* **TASK DESCRIPTION**:
Copy out each of the rows below word for word, in the same order.

Saved data entries

◆ ◆ ◆ ◆ ◆ ◆ ◆

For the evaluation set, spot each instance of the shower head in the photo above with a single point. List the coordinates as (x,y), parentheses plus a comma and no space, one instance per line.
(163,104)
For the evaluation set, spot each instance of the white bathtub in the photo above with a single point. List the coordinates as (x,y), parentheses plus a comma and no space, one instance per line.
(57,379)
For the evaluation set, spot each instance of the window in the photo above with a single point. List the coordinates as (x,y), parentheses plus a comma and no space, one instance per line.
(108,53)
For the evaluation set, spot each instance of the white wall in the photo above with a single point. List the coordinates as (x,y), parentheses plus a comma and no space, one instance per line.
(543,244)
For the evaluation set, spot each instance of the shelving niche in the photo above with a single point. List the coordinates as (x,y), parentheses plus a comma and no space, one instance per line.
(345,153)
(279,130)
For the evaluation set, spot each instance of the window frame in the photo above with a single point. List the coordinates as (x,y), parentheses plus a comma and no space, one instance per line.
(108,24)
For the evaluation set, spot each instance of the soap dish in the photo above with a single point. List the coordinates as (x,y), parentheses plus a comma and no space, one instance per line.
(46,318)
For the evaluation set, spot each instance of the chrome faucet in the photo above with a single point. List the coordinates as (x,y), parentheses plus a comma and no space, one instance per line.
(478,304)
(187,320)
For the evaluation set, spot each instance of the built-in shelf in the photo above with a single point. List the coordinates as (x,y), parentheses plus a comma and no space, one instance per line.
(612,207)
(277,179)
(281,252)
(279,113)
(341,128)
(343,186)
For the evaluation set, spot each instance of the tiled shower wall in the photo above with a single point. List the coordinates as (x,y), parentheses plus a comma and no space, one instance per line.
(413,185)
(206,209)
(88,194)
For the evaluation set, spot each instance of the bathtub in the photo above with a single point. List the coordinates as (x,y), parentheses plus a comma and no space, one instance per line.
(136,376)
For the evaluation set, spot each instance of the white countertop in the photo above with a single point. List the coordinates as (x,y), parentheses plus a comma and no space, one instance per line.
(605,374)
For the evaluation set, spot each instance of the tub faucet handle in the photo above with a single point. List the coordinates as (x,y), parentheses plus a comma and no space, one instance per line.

◆ ◆ ◆ ◆ ◆ ◆ ◆

* **THE COMPLETED TASK**:
For the evaluation set, spot each instance of the shower head in the photo above with a single point. List the coordinates as (x,y), parentheses plus a comma and no space, one instance per line.
(163,104)
For the evaluation set, spot each instance of the white bathtub in the photo above with a single point. List the coordinates as (x,y), parentheses plus a comma and no space, one instance per line.
(57,379)
For the evaluation set, spot each instance of the window in the photo above with a single point. List the coordinates as (x,y), parentheses plus a comma and no space, one instance per line.
(108,53)
For the evaluation set, spot each instance of the white wall in the photo above with a single point. List the coordinates as (x,y), parentheses plus a comma and no space, one instance per line.
(543,244)
For the evaluation set, spot each instance of the shelving niche in the photo above with a single point. List the coordinates as (x,y), parentheses plus a comma and no space, one instance per line.
(345,153)
(279,130)
For the evaluation set, spot each instance of the window frame in the photo above with a single point. List the coordinates as (x,y), parentheses plus a comma and no space, one instance per line.
(108,24)
For the evaluation set, spot each instance of the soap dish in the photo above with a single point. List the coordinates as (x,y), parentheses plus a comma and no space, one instance per line.
(46,318)
For the evaluation set, spot each instance of the chrome faucet in the photo above with a single point. List the coordinates as (x,y), parentheses plus a comma and no space, one instance per line.
(478,304)
(187,320)
For the evaluation set, spot each instance of the built-in shelf in the photo above with a single point. List the coordinates as (x,y), parentheses plus a comma and no space, one instance per line.
(612,207)
(277,179)
(281,252)
(279,113)
(341,128)
(343,186)
For the evaluation set, spot each instance of the tiled shower wall in the photo above with a single point. List the coordinates as (x,y), parentheses plus a comma and no space, one instance per line.
(413,185)
(206,209)
(88,194)
For the evaluation set, spot each instance of the bathtub in the photo above with a single point. List the coordinates as (x,y), parentheses plus a comma and no space, one instance per line.
(136,376)
For the evaluation set, spot each instance of the white countertop in the photo above with a single point. List the coordinates as (x,y), parentheses plus a comma and no space, one instance per line.
(605,374)
For the evaluation set, spot each instance of the tub faucet handle in the photo above with a single point. List the coordinates as (x,y), parentheses plus a comma and no space, one instance per line.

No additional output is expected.